Retype, word for word, each line between the lines holding "Query: lawn grass" and "113, row 23.", inclusive, and leave the rest of the data alone.

» **Referring expression pointing data**:
▬▬▬▬▬▬▬▬▬▬
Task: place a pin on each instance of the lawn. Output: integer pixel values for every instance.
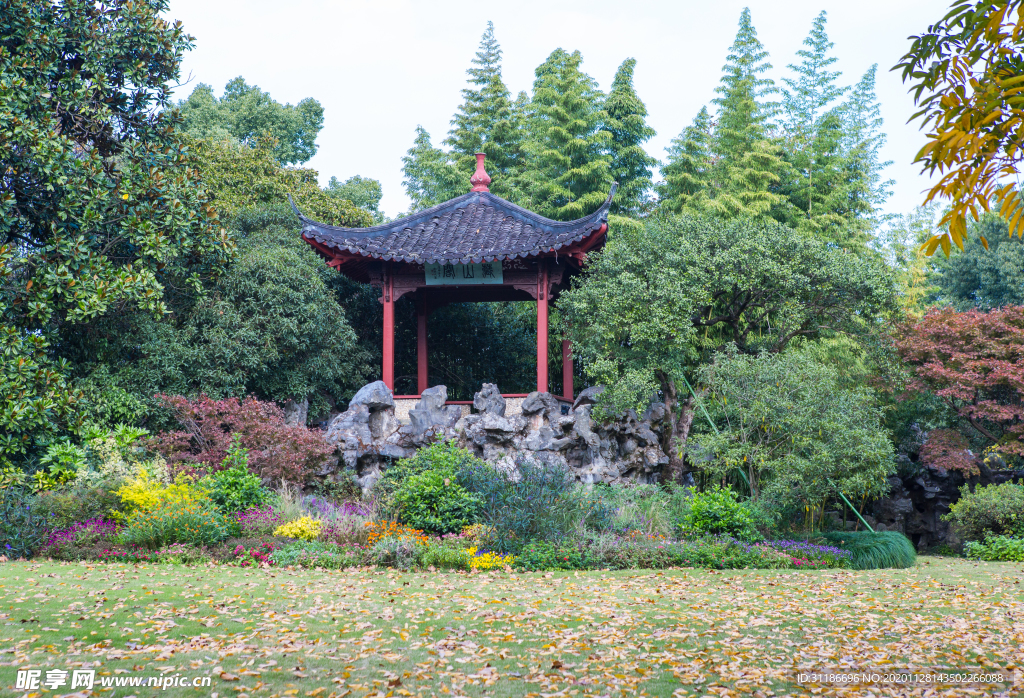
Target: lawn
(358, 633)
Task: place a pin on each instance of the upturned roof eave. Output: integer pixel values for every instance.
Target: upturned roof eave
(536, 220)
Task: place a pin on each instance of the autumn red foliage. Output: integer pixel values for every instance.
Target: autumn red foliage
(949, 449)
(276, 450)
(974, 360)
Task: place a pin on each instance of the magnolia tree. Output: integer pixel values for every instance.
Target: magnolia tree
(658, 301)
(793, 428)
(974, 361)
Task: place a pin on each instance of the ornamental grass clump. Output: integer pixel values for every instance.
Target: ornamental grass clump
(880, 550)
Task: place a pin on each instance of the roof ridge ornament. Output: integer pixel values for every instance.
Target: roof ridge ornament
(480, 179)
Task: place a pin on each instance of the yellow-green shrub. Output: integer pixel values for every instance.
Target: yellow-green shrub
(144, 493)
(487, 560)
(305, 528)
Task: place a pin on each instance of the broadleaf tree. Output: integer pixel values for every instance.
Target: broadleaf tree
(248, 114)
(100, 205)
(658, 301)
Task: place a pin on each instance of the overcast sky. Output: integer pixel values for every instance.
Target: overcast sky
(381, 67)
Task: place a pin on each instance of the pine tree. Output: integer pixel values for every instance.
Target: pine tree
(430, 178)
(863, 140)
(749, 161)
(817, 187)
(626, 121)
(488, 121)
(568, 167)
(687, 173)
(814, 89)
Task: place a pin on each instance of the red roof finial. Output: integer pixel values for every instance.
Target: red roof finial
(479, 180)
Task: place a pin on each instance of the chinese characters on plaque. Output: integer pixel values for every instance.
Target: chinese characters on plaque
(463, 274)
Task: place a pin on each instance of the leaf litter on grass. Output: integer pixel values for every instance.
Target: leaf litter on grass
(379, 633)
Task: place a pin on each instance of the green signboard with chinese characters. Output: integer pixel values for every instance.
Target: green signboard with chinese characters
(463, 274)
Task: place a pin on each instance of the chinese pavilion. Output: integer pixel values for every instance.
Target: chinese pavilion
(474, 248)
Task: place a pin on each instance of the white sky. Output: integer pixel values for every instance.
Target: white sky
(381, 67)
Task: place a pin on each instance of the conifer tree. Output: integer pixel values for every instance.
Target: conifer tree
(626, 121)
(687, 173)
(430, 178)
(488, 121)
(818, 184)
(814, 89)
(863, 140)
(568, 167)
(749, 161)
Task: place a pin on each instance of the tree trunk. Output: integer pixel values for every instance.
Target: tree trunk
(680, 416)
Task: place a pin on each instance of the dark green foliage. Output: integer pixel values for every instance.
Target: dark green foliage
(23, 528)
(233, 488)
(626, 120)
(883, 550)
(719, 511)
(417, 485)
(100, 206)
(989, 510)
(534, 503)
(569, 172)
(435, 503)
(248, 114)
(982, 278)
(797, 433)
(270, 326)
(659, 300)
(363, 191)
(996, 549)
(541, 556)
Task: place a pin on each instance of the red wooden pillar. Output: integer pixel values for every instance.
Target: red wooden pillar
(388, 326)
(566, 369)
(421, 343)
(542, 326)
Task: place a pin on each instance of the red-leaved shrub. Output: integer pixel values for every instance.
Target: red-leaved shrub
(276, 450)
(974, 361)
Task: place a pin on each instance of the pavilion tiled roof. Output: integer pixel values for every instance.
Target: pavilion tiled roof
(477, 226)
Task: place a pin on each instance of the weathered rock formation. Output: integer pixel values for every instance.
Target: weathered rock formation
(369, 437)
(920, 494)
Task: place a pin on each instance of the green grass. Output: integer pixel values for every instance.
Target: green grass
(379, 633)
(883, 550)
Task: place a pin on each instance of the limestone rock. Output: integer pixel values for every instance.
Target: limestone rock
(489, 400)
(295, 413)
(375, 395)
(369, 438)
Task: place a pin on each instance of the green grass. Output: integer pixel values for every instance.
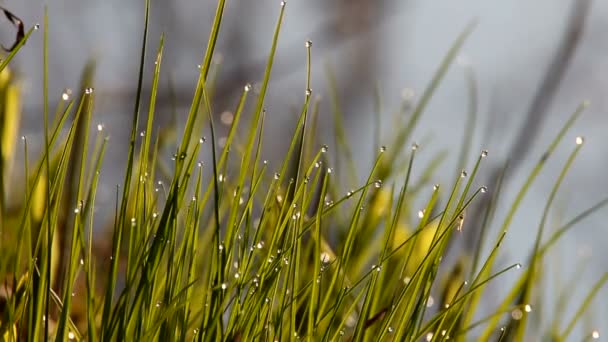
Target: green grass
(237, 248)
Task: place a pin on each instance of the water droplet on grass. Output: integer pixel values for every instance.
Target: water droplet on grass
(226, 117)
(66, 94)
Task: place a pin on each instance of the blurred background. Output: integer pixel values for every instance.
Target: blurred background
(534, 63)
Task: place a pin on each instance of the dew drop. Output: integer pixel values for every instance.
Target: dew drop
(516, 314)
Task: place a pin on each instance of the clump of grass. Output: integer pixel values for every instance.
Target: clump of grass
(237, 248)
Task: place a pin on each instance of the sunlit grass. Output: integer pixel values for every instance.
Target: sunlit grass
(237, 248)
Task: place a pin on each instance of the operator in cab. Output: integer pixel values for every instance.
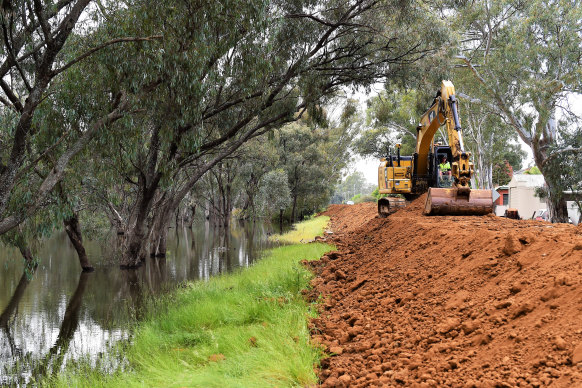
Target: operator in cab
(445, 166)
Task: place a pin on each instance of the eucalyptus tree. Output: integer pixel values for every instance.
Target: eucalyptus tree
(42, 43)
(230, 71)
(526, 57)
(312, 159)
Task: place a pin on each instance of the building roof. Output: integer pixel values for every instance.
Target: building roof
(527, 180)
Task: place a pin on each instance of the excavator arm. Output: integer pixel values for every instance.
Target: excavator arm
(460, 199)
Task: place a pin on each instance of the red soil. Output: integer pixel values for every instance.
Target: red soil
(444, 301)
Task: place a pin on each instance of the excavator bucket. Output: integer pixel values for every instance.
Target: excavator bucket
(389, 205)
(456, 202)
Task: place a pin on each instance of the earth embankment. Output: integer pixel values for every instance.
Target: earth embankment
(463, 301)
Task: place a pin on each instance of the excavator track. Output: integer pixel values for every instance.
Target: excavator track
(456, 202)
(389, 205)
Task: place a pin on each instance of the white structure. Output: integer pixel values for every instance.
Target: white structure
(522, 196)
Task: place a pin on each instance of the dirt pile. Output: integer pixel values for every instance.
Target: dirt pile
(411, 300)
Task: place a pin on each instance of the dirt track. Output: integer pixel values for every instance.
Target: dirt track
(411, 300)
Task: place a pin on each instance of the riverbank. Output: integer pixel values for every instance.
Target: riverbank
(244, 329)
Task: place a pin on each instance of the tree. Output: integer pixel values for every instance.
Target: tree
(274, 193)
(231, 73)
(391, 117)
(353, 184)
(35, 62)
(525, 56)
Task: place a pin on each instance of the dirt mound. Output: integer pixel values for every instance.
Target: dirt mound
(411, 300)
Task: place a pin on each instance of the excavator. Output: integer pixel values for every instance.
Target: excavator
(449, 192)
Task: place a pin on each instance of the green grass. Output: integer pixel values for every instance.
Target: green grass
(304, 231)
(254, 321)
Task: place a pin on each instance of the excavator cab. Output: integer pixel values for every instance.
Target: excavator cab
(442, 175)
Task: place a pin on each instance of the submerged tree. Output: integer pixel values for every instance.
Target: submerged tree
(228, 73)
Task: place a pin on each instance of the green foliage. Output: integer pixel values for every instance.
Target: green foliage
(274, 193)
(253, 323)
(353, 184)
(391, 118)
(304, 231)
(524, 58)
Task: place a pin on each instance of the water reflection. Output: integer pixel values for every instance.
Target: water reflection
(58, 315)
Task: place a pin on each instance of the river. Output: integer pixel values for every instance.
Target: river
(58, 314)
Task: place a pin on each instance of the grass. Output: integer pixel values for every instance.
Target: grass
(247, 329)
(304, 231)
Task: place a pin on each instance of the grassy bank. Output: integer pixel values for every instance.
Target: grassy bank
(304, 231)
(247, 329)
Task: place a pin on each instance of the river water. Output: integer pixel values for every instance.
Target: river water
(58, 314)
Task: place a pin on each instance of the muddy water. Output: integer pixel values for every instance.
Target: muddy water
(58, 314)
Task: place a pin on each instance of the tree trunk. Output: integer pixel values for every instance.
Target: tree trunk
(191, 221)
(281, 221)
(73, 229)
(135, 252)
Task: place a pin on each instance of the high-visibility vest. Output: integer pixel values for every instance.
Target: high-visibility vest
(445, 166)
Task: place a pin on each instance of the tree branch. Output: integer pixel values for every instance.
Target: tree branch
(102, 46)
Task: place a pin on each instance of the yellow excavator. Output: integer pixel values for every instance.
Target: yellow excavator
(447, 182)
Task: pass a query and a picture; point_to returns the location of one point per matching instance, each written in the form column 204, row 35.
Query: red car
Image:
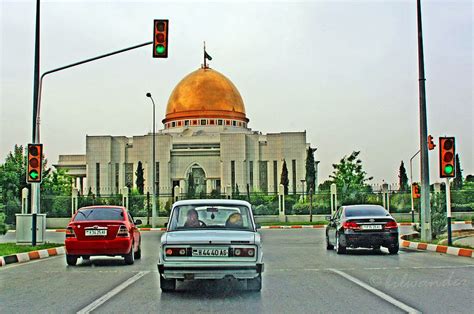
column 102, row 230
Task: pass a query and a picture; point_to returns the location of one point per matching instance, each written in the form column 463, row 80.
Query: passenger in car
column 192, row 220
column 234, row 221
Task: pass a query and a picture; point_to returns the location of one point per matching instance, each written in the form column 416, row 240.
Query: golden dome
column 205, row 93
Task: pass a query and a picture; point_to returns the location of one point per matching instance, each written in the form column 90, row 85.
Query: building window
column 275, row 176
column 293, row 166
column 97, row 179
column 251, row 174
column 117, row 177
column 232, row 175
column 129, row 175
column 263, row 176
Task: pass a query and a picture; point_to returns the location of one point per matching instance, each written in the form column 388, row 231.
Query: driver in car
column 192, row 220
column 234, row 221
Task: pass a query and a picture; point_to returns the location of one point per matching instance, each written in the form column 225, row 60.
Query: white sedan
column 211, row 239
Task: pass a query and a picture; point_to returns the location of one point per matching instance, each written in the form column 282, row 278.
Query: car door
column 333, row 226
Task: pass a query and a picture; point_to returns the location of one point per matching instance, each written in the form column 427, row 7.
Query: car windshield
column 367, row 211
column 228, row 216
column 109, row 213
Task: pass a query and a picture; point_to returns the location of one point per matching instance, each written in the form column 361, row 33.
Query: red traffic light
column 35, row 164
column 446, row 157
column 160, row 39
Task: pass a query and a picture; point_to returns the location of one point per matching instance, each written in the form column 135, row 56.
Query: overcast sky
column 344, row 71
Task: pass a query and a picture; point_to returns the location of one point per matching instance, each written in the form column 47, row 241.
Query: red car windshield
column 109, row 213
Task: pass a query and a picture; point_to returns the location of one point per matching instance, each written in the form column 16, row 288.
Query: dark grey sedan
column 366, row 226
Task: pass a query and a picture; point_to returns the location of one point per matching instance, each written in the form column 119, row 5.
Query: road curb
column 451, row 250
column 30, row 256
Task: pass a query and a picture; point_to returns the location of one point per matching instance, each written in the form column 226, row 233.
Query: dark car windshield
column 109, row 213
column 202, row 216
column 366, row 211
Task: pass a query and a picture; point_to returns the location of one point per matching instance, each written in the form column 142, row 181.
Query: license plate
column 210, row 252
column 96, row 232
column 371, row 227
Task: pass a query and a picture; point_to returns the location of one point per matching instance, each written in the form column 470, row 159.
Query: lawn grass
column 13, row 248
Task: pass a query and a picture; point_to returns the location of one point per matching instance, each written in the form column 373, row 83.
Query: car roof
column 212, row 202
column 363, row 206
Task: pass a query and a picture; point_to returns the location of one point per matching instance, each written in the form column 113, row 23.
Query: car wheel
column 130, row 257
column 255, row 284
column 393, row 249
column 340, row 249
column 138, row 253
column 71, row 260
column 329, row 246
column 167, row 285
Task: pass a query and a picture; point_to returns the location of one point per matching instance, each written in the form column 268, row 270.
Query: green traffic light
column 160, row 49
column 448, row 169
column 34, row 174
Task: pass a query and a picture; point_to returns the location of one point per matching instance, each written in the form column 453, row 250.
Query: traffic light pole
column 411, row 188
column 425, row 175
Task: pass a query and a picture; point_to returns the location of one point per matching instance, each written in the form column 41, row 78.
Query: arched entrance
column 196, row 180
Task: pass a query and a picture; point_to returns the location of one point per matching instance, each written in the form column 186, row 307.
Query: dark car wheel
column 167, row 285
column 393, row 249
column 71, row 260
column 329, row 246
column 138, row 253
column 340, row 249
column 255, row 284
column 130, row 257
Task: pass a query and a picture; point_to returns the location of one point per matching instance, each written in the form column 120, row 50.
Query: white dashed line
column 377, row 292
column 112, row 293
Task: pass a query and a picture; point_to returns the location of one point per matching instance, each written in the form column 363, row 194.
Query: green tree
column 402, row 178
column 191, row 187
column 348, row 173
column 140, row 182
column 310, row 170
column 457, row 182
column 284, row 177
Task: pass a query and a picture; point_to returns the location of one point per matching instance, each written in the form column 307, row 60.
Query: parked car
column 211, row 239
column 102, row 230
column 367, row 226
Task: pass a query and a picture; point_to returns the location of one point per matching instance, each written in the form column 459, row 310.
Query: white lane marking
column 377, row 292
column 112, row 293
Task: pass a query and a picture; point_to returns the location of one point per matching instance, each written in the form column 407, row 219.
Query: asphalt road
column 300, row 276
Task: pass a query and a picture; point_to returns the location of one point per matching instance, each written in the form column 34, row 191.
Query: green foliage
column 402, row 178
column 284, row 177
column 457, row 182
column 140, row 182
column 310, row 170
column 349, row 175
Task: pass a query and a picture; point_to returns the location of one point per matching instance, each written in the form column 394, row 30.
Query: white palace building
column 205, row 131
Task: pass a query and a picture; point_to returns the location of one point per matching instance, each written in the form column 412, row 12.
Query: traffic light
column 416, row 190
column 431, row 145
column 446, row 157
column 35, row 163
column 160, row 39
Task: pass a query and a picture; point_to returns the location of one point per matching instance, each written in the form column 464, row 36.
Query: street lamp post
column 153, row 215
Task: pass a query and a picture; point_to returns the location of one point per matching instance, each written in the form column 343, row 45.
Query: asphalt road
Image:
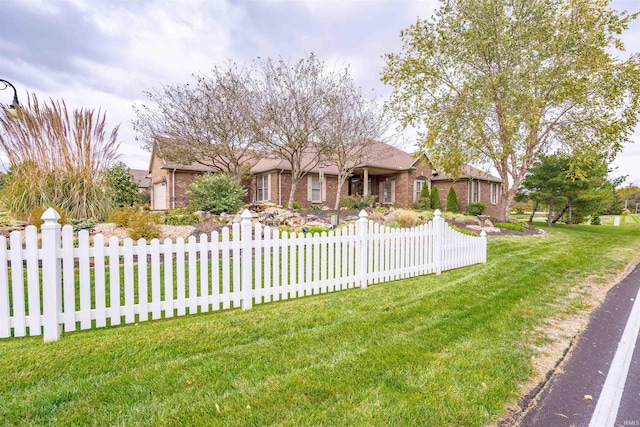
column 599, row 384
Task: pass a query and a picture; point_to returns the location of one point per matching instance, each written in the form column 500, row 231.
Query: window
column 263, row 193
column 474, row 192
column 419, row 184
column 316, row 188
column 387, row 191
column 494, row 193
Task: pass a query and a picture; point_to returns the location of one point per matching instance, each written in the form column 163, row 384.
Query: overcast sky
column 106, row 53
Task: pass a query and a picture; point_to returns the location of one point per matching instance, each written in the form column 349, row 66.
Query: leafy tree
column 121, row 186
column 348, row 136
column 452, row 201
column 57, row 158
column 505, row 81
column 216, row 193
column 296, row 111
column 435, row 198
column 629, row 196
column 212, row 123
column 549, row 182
▬▬▬▬▬▬▬▬▬▬
» **Task output**:
Query: lawn grass
column 13, row 248
Task: pass a query and a picture; point_to returns the location of one point per matching instance, each written in the form column 373, row 83.
Query: car roof
column 212, row 202
column 363, row 206
Task: pass a query and a picture; point_to returns the location of one point per matching instance, each written in the form column 113, row 23.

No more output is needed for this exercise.